YOUR OBJECTIVE
Return every line in the listing below that contains the string "child". Matches are case-sensitive.

(Saved data entries)
------------------------------------------------------------

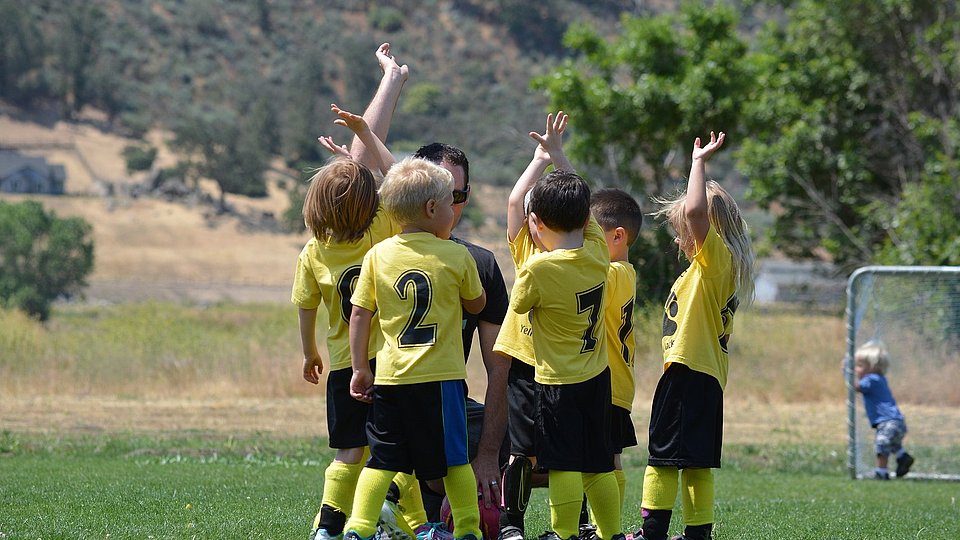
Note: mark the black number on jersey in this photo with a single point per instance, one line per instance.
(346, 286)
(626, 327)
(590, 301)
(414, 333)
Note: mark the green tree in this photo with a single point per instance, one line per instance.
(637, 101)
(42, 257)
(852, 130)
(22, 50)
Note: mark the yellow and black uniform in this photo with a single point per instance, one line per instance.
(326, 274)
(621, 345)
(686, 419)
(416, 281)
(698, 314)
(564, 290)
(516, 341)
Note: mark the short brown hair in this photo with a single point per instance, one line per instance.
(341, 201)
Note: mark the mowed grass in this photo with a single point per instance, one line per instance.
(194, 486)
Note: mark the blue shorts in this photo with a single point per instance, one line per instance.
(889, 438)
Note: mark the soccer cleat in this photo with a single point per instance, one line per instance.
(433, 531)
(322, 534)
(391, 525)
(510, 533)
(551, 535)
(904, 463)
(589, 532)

------------------------------------------------------------

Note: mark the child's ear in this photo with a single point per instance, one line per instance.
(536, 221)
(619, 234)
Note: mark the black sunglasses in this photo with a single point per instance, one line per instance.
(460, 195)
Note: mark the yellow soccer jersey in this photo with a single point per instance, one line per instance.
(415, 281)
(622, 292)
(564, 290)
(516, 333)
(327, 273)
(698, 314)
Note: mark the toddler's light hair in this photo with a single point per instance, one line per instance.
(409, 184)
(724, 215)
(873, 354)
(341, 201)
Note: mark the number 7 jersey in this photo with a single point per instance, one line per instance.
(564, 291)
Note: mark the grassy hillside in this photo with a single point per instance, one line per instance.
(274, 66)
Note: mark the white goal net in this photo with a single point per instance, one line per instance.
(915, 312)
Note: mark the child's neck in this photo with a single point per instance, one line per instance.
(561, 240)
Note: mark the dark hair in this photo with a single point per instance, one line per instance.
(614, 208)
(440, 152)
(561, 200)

------------------------------------------------------------

SOLUTION TO THE EXERCISE
Note: mark the child's ear in this photo with a single point per instance, one line per instance.
Note: mark the child's neck in this photo with a single point per instance, one line per instance.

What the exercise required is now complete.